OpenAI and Anthropic are turning to consultants to fight their battle over the enterprise market
Tyler Le/BI
- OpenAI announced multi-year partnerships with consulting giants like McKinsey and BCG this week.
- The goal is to get OpenAI's enterprise tools into the hands of more companies.
- Anthropic has made similar partnerships with Accenture and Deloitte.
The biggest AI startups are now using the biggest consulting firms as proxies in their battle to control the lucrative enterprise market.
OpenAI this week announced multi-year partnerships with Boston Consulting Group, McKinsey & Company, Accenture, and Capgemini to help companies integrate AI into existing systems, rethink workflows, and deploy AI coworkers at scale alongside OpenAI engineers.
"Working side by side with OpenAI enhances our ability to help companies reimagine their business to capture more value from AI," Ben Ellencweig, a McKinsey senior partner, said in a press release announcing the partnership.
The partnerships will help each firm deploy AI coworkers across the enterprise, according to OpenAI's blog post.
Anthropic has made similar moves. Last year, the OpenAI rival rolled out its own slate of consulting partnerships to accelerate enterprise adoption.
In December, it teamed up with Accenture to help "enterprises move from AI pilots to full-scale deployment." Two months earlier, it struck a deal with Deloitte to make Claude available across the firm's global network and launched a certification program to train 15,000 Deloitte staffers on the model to build AI solutions for clients in regulated industries, from financial services to healthcare and life sciences.
These partnerships underscore how important it is to the leading AI labs that companies adopt their tools. OpenAI is racing to show revenue growth. Anthropic, meanwhile, has long made enterprise a cornerstone of its long-term strategy.

Assigned task 1>
In the article on AI labs' consulting partnerships, how many Deloitte staffers is Anthropic's certification program meant to train?
Assigned task 2>
Continue the article on AI labs' consulting partnerships from the point where it stops.

Dataset records>
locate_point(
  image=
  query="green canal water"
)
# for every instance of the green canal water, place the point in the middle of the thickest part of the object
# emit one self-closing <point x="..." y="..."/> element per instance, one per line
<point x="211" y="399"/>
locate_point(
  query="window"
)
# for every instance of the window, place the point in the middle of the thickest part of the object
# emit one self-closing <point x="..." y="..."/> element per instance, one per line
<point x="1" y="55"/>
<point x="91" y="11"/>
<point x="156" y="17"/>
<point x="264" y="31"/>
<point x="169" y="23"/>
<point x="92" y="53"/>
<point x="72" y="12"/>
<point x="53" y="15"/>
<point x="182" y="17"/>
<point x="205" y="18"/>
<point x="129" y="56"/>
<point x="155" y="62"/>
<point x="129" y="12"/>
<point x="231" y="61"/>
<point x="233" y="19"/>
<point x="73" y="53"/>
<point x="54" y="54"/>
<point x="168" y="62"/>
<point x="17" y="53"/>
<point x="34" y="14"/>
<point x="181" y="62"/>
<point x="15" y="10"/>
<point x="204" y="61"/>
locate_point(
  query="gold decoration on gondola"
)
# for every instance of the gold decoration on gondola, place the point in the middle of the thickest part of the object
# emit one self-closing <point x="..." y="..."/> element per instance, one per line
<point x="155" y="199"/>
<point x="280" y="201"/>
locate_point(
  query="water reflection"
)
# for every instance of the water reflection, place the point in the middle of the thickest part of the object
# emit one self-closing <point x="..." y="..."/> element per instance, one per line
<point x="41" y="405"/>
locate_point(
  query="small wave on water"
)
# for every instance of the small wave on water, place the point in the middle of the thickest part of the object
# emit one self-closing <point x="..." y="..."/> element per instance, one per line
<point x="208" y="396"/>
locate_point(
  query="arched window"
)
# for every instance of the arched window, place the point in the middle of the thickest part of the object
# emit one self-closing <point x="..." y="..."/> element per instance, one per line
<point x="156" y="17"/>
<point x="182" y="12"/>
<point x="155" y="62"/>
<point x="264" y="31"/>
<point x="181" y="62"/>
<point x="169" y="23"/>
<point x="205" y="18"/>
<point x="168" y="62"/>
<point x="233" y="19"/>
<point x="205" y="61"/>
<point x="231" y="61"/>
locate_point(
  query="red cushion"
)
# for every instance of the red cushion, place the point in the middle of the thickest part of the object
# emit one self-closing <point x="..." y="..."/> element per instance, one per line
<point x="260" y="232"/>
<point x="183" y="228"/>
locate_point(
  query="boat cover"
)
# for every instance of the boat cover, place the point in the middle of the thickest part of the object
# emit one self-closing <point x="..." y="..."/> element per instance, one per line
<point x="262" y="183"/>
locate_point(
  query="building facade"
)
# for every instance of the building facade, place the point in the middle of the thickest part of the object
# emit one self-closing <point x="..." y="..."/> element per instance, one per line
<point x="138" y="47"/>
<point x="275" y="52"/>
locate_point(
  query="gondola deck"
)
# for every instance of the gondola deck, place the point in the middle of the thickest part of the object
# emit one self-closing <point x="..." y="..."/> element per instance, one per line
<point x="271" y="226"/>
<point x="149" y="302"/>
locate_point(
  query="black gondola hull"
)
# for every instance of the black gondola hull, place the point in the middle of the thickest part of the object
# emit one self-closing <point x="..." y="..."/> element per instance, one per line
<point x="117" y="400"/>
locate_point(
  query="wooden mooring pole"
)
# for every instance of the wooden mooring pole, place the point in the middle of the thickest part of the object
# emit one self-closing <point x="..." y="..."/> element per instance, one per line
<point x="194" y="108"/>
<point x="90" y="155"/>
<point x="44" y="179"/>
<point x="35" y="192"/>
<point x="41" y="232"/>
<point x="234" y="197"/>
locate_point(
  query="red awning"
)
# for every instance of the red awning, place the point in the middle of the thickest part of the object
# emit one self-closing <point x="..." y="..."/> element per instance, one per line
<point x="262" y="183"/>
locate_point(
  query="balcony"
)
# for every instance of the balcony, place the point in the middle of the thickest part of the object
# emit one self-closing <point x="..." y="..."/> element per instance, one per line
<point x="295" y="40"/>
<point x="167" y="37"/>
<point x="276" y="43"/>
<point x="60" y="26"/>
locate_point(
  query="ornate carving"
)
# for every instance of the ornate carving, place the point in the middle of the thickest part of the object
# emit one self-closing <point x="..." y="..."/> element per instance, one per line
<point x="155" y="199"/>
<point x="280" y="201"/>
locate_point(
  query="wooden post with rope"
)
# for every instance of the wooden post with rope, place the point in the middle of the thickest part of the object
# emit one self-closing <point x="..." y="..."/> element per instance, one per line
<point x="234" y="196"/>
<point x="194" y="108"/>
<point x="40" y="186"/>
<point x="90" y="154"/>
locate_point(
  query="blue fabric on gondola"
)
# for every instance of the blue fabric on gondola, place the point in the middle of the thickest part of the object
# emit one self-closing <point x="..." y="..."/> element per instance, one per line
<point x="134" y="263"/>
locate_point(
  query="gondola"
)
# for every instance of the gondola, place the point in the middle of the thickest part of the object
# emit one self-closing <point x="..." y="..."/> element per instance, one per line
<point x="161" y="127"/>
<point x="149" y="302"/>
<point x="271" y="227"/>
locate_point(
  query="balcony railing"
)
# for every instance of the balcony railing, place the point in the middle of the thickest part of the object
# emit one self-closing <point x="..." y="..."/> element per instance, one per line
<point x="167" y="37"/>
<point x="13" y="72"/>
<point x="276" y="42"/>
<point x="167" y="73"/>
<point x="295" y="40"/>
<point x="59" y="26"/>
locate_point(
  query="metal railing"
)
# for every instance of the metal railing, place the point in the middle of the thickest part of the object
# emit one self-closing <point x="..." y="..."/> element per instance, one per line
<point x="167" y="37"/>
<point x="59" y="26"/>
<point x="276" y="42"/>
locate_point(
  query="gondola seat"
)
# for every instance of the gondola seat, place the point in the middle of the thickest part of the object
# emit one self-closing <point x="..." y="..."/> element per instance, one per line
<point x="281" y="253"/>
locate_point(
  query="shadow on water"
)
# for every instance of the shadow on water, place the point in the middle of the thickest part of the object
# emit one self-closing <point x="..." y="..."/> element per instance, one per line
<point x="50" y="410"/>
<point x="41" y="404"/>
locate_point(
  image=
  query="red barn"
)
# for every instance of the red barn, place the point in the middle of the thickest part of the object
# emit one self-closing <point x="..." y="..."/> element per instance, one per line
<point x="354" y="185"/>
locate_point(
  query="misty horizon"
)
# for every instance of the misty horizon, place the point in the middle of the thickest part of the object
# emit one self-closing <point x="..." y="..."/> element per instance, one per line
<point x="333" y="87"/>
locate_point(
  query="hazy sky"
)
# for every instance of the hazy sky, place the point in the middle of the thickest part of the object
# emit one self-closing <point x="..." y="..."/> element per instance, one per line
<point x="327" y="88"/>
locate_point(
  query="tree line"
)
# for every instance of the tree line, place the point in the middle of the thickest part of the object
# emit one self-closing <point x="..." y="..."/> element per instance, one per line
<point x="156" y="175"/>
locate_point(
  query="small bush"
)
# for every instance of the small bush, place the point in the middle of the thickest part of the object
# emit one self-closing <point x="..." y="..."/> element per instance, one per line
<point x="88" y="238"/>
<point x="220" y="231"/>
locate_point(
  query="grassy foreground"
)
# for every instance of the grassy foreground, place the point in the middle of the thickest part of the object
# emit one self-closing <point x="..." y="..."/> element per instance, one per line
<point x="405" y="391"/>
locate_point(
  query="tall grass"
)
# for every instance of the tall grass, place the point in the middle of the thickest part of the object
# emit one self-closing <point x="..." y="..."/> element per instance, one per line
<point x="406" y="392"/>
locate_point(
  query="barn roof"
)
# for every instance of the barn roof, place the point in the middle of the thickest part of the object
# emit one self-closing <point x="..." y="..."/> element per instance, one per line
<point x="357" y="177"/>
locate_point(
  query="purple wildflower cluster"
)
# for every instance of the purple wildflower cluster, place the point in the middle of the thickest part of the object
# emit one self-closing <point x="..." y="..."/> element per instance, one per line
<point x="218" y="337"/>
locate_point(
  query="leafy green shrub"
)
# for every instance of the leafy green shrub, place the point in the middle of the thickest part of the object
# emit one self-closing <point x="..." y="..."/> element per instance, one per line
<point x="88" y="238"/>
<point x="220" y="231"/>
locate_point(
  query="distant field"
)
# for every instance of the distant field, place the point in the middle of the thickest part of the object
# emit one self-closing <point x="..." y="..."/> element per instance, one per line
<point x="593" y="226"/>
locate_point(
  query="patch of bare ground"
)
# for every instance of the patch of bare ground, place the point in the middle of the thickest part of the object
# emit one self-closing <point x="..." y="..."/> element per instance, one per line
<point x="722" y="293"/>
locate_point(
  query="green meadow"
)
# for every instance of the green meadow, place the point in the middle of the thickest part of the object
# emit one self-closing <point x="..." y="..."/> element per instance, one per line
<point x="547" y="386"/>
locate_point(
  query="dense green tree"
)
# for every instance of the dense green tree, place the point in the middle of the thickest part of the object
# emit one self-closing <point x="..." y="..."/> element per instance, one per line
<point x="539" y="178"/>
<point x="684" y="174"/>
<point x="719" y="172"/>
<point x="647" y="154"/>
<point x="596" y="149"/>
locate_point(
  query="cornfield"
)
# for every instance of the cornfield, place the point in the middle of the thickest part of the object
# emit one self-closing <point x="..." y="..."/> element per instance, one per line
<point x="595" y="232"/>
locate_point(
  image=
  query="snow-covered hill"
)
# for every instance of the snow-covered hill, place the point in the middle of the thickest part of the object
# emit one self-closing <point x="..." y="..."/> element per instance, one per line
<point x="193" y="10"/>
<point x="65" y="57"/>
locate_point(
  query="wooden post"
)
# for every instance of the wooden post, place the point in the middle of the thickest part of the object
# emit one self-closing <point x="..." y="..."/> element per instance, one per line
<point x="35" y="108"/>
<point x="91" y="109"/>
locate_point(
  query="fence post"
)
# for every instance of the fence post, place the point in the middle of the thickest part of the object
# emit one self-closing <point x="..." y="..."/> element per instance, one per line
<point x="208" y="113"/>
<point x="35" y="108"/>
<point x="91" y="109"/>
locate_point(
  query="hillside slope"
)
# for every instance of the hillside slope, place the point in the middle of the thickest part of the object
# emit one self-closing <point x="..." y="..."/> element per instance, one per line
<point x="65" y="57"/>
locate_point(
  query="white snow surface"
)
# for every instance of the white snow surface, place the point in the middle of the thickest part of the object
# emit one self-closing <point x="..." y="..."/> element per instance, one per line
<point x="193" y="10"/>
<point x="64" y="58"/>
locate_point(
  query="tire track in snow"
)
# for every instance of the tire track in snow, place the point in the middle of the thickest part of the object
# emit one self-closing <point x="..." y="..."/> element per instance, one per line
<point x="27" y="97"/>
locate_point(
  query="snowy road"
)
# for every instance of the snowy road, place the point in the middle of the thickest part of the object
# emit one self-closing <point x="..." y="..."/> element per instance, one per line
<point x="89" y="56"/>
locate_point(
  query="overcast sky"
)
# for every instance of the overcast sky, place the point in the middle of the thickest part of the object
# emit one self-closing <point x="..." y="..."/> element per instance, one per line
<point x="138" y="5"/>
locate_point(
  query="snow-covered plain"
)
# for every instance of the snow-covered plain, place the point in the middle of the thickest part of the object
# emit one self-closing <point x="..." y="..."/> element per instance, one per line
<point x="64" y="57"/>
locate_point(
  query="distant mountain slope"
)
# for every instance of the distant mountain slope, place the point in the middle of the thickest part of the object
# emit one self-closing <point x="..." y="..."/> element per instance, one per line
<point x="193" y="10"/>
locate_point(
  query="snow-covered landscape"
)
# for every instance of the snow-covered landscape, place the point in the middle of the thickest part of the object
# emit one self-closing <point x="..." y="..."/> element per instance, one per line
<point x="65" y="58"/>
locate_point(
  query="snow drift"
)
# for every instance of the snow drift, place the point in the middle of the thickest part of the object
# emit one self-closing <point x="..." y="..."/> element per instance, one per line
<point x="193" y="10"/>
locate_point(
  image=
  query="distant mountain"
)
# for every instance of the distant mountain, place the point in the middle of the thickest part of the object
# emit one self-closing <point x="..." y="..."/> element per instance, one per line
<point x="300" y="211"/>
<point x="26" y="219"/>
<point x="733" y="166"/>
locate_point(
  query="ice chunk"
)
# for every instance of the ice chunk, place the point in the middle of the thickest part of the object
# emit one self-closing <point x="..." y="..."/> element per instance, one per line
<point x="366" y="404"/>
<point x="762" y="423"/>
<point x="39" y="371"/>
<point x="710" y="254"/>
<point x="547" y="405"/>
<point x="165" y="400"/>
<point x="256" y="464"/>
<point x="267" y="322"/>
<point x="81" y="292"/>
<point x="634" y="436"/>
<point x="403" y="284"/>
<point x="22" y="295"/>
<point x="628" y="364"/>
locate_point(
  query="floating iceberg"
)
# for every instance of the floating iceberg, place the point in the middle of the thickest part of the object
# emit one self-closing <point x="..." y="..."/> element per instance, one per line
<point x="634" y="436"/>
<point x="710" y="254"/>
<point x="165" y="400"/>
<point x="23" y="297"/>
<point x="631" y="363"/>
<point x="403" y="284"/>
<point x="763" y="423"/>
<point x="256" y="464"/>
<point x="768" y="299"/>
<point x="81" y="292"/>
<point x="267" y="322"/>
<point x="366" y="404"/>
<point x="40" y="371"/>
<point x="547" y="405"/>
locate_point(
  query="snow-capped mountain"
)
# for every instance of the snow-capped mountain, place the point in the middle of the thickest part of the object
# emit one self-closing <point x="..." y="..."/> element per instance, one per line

Task result 1>
15,000

Task result 2>
Anthropic has been rapidly expanding its direct enterprise offerings. This month, it introduced a new suite of AI tools designed to help Claude operate inside popular workplace applications like Microsoft Excel and PowerPoint. It's also up against tech giants like Microsoft and Google, which already control much of the workplace software that corporate clients rely on.
But these partnerships underscore a two-way shift. As AI startups look to consultancies for distribution and credibility, consulting firms are simultaneously reworking their own models to stay competitive in an AI-driven market.
Consulting firms have pivoted hard since AI blew onto the scene with the release of OpenAI's ChatGPT in 2022, and these partnerships are just one way they are evolving to shore up their business. The big consulting firms say AI will soon make up a significant share of their client work.
At McKinsey, where AI agents are rapidly multiplying alongside its 40,000-person workforce, senior partners told Business Insider that roughly 40% of the firm's work is now analytics- or AI-related and shifting toward generative AI.
BCG, too — where nearly 90% of its 33,000 employees use AI — says it has created more custom GPTs than any other OpenAI customer, with five times as many employees building them as a year ago, according to Alicia Pittman, the head of BCG's global people team.
Despite the hype around AI consultants told Business Insider there is still a long way to go before these tools are embedded in consulting firms' workflows.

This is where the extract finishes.